Dataset records:
===============
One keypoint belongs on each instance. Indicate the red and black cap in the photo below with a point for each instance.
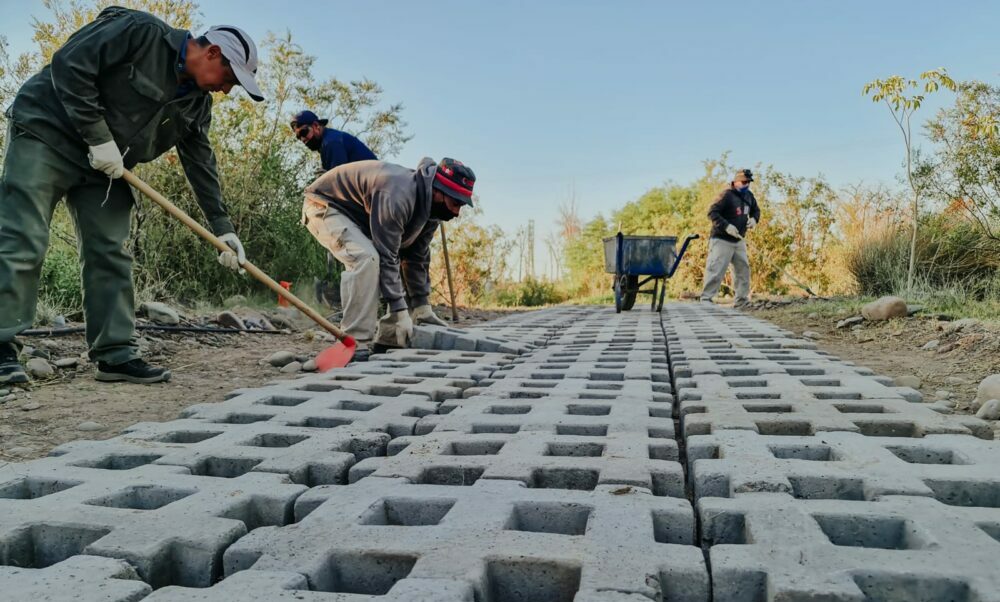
(455, 179)
(307, 118)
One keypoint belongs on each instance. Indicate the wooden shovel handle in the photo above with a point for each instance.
(253, 270)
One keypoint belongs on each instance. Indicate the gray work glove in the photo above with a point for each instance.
(423, 314)
(394, 329)
(106, 158)
(233, 260)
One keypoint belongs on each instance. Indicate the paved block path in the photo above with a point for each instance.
(568, 454)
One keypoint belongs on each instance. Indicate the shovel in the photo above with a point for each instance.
(336, 356)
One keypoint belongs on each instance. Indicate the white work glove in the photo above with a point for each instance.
(394, 329)
(425, 315)
(107, 158)
(231, 261)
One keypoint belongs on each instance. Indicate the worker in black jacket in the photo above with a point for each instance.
(732, 214)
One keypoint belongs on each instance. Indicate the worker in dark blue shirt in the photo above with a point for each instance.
(334, 147)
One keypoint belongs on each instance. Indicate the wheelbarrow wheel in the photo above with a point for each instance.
(619, 285)
(630, 292)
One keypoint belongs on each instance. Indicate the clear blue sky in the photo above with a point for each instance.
(613, 98)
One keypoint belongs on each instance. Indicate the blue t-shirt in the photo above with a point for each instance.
(340, 147)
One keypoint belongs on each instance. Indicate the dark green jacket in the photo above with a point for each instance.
(116, 78)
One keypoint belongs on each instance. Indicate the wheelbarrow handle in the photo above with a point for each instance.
(680, 255)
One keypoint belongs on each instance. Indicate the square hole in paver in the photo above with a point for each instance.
(451, 475)
(894, 428)
(141, 497)
(980, 494)
(816, 453)
(283, 400)
(564, 519)
(859, 408)
(785, 428)
(768, 408)
(407, 512)
(368, 573)
(887, 533)
(928, 455)
(227, 468)
(588, 410)
(524, 580)
(884, 587)
(119, 461)
(30, 488)
(275, 440)
(42, 545)
(473, 448)
(586, 430)
(186, 436)
(508, 410)
(827, 488)
(574, 449)
(582, 479)
(495, 428)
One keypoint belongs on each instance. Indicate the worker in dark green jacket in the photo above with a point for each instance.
(121, 91)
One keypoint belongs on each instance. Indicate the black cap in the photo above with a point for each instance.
(455, 179)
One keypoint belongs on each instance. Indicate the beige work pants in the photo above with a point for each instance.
(359, 288)
(720, 254)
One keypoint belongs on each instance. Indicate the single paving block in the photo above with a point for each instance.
(712, 388)
(507, 541)
(78, 578)
(170, 525)
(307, 456)
(561, 415)
(773, 547)
(872, 417)
(324, 410)
(278, 586)
(955, 469)
(537, 459)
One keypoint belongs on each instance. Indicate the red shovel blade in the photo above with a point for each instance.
(337, 356)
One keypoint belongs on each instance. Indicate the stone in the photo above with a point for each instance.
(279, 359)
(885, 308)
(292, 367)
(962, 324)
(160, 313)
(907, 381)
(852, 321)
(67, 362)
(989, 388)
(228, 319)
(39, 368)
(234, 301)
(989, 410)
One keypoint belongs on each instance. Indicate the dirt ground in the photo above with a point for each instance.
(953, 370)
(204, 369)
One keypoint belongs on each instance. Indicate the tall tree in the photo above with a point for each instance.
(903, 97)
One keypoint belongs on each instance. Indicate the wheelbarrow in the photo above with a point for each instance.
(639, 260)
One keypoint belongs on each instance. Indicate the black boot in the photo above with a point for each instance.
(11, 371)
(133, 371)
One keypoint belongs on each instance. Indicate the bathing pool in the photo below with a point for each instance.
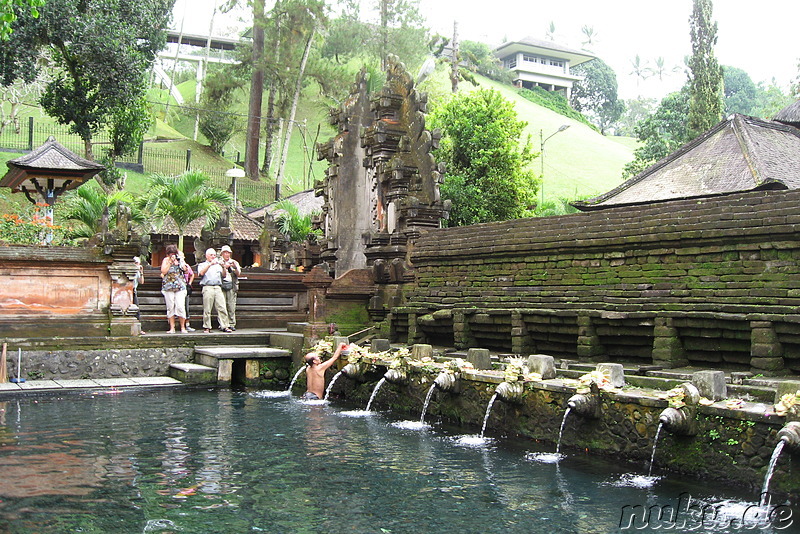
(181, 460)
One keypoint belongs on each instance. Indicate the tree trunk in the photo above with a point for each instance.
(269, 133)
(384, 32)
(298, 87)
(454, 60)
(87, 149)
(256, 94)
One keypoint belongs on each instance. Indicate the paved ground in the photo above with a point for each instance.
(102, 383)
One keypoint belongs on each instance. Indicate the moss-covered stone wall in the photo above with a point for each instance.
(712, 282)
(730, 446)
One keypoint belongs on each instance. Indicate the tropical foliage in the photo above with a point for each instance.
(705, 74)
(101, 53)
(596, 93)
(488, 178)
(88, 206)
(292, 223)
(31, 227)
(8, 13)
(661, 133)
(554, 102)
(184, 199)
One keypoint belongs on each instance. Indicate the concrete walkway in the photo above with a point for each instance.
(102, 383)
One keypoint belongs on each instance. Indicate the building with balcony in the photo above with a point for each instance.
(546, 64)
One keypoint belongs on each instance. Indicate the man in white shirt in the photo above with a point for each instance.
(213, 271)
(234, 271)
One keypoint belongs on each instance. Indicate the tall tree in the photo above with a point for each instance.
(488, 175)
(184, 199)
(596, 94)
(640, 69)
(591, 37)
(636, 110)
(218, 119)
(661, 133)
(551, 31)
(741, 94)
(8, 13)
(88, 206)
(402, 32)
(705, 74)
(102, 51)
(253, 137)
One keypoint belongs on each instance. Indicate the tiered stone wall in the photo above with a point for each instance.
(711, 282)
(733, 446)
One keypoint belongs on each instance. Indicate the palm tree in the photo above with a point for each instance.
(291, 222)
(89, 206)
(640, 69)
(551, 31)
(591, 36)
(184, 198)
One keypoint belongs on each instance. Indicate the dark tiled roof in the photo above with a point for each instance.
(739, 154)
(51, 161)
(790, 114)
(306, 201)
(244, 228)
(53, 155)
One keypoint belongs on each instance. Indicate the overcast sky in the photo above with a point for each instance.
(754, 36)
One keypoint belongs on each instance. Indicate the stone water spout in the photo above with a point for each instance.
(586, 404)
(510, 392)
(790, 434)
(447, 381)
(682, 421)
(396, 376)
(355, 371)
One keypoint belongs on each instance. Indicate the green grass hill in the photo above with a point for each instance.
(578, 162)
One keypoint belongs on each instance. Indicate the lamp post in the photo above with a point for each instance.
(233, 174)
(542, 141)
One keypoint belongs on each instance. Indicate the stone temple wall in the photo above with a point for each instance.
(708, 282)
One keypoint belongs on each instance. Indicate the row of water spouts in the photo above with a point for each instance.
(680, 421)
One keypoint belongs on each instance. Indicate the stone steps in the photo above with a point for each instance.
(211, 356)
(192, 373)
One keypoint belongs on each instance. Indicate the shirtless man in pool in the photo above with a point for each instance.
(315, 373)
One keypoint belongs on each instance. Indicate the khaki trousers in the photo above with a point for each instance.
(213, 297)
(230, 305)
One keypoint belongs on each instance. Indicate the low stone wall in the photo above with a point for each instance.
(713, 283)
(97, 363)
(732, 446)
(49, 292)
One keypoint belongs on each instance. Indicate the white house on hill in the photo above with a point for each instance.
(543, 63)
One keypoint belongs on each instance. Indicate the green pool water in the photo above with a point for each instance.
(219, 461)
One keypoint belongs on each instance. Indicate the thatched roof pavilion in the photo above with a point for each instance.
(739, 154)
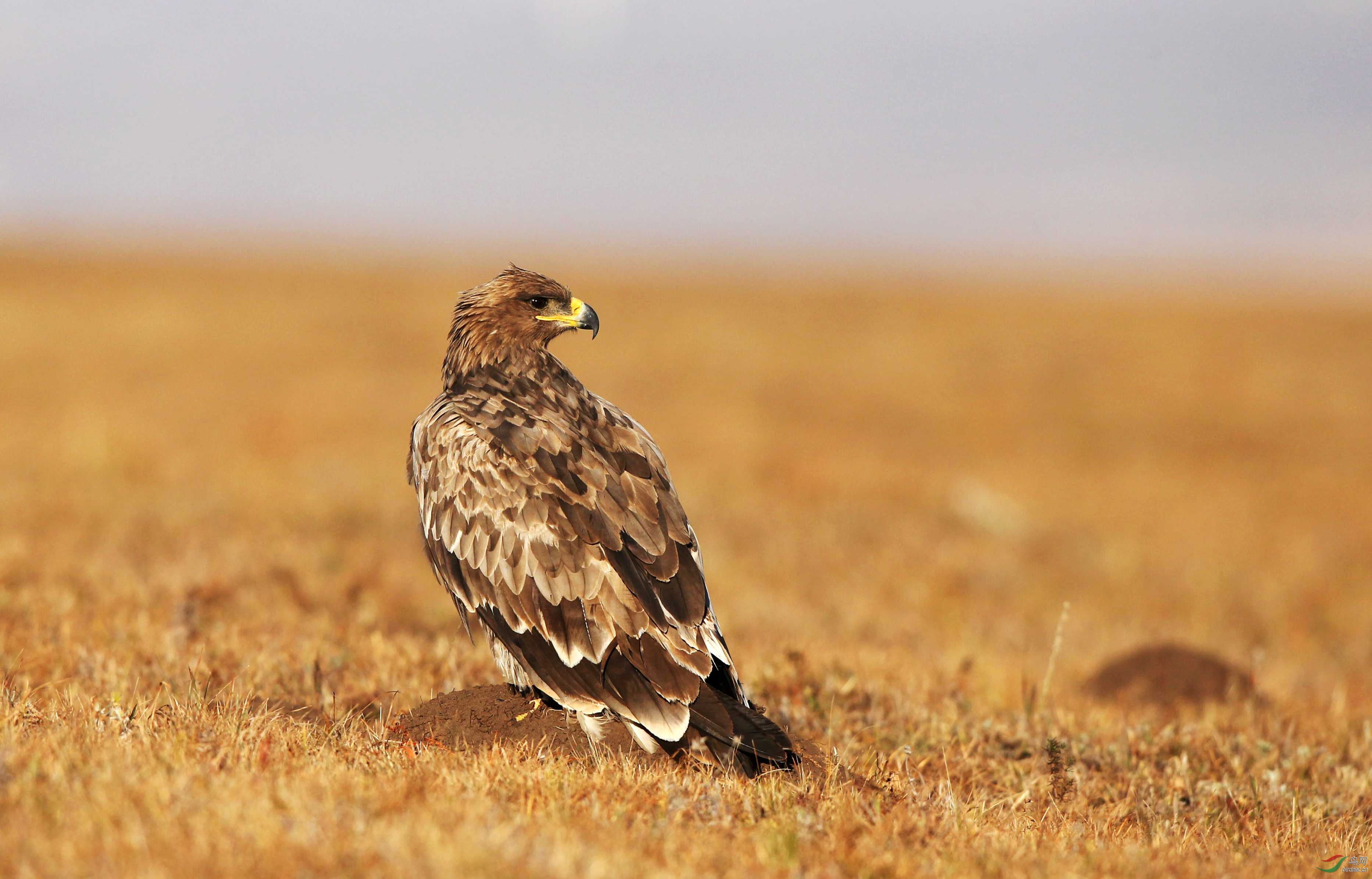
===============
(Prompt): Only the text of the entries above is to be given again, exactly, with the pictures left out.

(The completed task):
One keypoint belongs on each instance. Indicate the red and black cap in the photo below with a point for each instance.
(455, 179)
(307, 118)
One keypoint belongs on each instance. Indicate the wooden shovel handle in the photo above with a point for each instance.
(253, 270)
One keypoint belongs on each instance. Indicate the gray work glove in the photo above with a point for each instance.
(423, 314)
(394, 329)
(106, 158)
(233, 260)
One keypoint belongs on each instance. Indicate the paved block path in the photo above with a point for each instance.
(568, 454)
One keypoint belongs on each instance. Indicate the shovel in the photo above with a point for each instance.
(336, 356)
One keypoint belongs on each instance. Indicate the white work glove in the photo above with a point for each instance.
(394, 329)
(425, 315)
(107, 158)
(231, 261)
One keypoint belongs on each instance. Indicate the worker in black jacket in the photo above with a point for each instance.
(732, 214)
One keypoint belongs on each instance. Indicate the worker in dark blue shirt in the photo above with a point for each instance.
(334, 147)
One keypoint belongs on each instance. Indicate the wheelbarrow wheel in the photo above with a point for each instance.
(619, 285)
(630, 292)
One keypoint belongs on each instance. Indicate the clear blue sky in the photo above with a point for each instance.
(613, 98)
One keypoint belongs on each instance. Indicate the blue t-shirt in the photo above with a point for each instance.
(340, 147)
One keypoint belongs on each instance. Indicate the dark green jacket in the photo above with a point for each instance.
(116, 78)
One keypoint belongs on each instance. Indicate the wheelbarrow handle in the photo above with a point for each instance.
(680, 255)
One keypoint belongs on each instance. Indicate the square hole in paver in the photo above with a point for each instance.
(451, 475)
(894, 428)
(141, 497)
(980, 494)
(816, 453)
(283, 400)
(564, 519)
(859, 408)
(785, 428)
(768, 408)
(407, 512)
(368, 573)
(887, 533)
(928, 455)
(227, 468)
(588, 410)
(524, 580)
(884, 587)
(119, 461)
(30, 488)
(275, 440)
(42, 545)
(473, 448)
(586, 430)
(186, 436)
(508, 410)
(827, 488)
(574, 449)
(582, 479)
(495, 428)
One keypoint belongs on each instance. Indicate the worker in dark green jacket in the photo above with a point for each instance.
(121, 91)
One keypoint belongs on each instance. Indicate the black cap in the photo above with a point for each instance.
(455, 179)
One keypoint belongs on each instance. Indicate the beige work pants in the photo above with a point for each instance.
(359, 288)
(720, 254)
One keypoint belongs on each instance. Indicate the single paving block in the photo above with a point for each instance.
(712, 388)
(507, 541)
(78, 578)
(170, 525)
(307, 456)
(561, 415)
(773, 547)
(872, 417)
(324, 410)
(278, 586)
(955, 469)
(537, 459)
One keypoint belongs on each instance. Indicate the red shovel blade in the photo above with a point for each instance.
(337, 356)
One keypoint belongs on each instance. Indicate the stone in the photo above with a point for each instance.
(279, 359)
(885, 308)
(292, 367)
(962, 324)
(160, 313)
(907, 381)
(852, 321)
(67, 362)
(989, 388)
(228, 319)
(39, 368)
(234, 301)
(989, 410)
One keypoint belongs on each instance. Indicate the dirt ground in the photo above with a point for each instance.
(953, 370)
(204, 369)
One keypoint belongs on each instance. Indicate the tall tree in the photo above with a point for each instance.
(903, 97)
One keypoint belongs on each instance. Indicate the wheelbarrow in the photo above with a point for each instance.
(639, 260)
One keypoint belongs on each instance. Indicate the black boot in the photo above with a point for each instance.
(11, 371)
(133, 371)
One keypoint belongs on each instance. Indicate the bathing pool in the photo below with a point for each instance.
(181, 460)
One keypoint belongs on each instance. Indicate the tree trunk in the photo above with a point for each instance.
(269, 133)
(384, 32)
(298, 87)
(454, 60)
(87, 149)
(256, 94)
One keypoint belongs on each instance. Indicate the paved ground in the photo above with a point for each instance.
(102, 383)
One keypoint belongs on each instance. Indicate the moss-covered stone wall in the photo above with a point for each instance.
(712, 282)
(730, 446)
One keypoint belongs on each instance. Indicate the tropical foliage in the photo above with a point for each instance.
(705, 74)
(101, 53)
(596, 93)
(488, 178)
(88, 206)
(292, 223)
(31, 227)
(8, 13)
(661, 133)
(554, 102)
(184, 199)
One keypoint belongs on each instance. Indicate the concrete walkway in the photo above with a point for each instance.
(102, 383)
One keypoint belongs on each instance. Indicate the building with balcony in the photo above with a point for each instance.
(546, 64)
One keypoint belongs on each instance. Indicate the man in white shirt in the photo above with a point for each instance.
(213, 271)
(234, 271)
One keypoint belongs on each instance. Indicate the tall tree in the photo above with a point for each instance.
(488, 175)
(184, 199)
(596, 94)
(640, 69)
(591, 37)
(636, 110)
(218, 119)
(661, 133)
(551, 31)
(741, 94)
(8, 13)
(88, 206)
(402, 32)
(705, 74)
(102, 51)
(253, 137)
One keypoint belongs on each instance. Indicate the tiered stone wall in the photo above with a point for each instance.
(711, 282)
(733, 446)
One keypoint belongs on each instance. Indicate the palm tree in the photo above with a point for each instance.
(291, 222)
(89, 206)
(640, 69)
(551, 31)
(591, 36)
(184, 198)
One keypoint belongs on each instance. Indicate the dark tiled roof in the photo above with a point for each instance.
(739, 154)
(51, 161)
(790, 114)
(306, 201)
(244, 228)
(53, 155)
One keypoint belongs on each instance. Indicate the overcast sky in the photo above with a point for each instance.
(754, 36)
One keypoint belongs on each instance. Indicate the stone water spout in the photo above with a point for each instance.
(586, 404)
(510, 392)
(790, 434)
(447, 381)
(682, 421)
(396, 376)
(355, 371)
One keypoint belongs on each instance. Indicate the green grass hill in the photo above with a point for each instance.
(578, 162)
One keypoint belongs on each instance. Indicate the lamp post in the photo above with a point for each instance.
(233, 174)
(542, 141)
One keypoint belongs on each instance. Indicate the stone temple wall in the photo above with a point for each instance.
(708, 282)
One keypoint belongs on each instance. Indicate the row of water spouts in the photo above with a point for each instance.
(680, 421)
One keypoint belongs on each instance. Indicate the stone steps in the photo above with a point for each instance.
(211, 356)
(192, 373)
One keypoint belongs on each instance. Indicate the shirtless man in pool in the photo above with a point for each instance.
(315, 373)
One keypoint belongs on each instance. Indicate the khaki trousers in the photo above with a point for each instance.
(213, 297)
(230, 305)
One keypoint belongs on each instance. Indicate the low stone wall in the photo above with a point for each instance.
(713, 283)
(97, 363)
(732, 446)
(49, 292)
One keypoint belongs on each instance. Indicate the white house on hill in the photo above with a point for each instance.
(543, 63)
One keypoint belongs on each instance. Indicate the green pool water in the photo above with a point for each instance.
(219, 461)
One keypoint belongs on each instance. Indicate the thatched roof pavilion in the photo above with a point for each instance.
(739, 154)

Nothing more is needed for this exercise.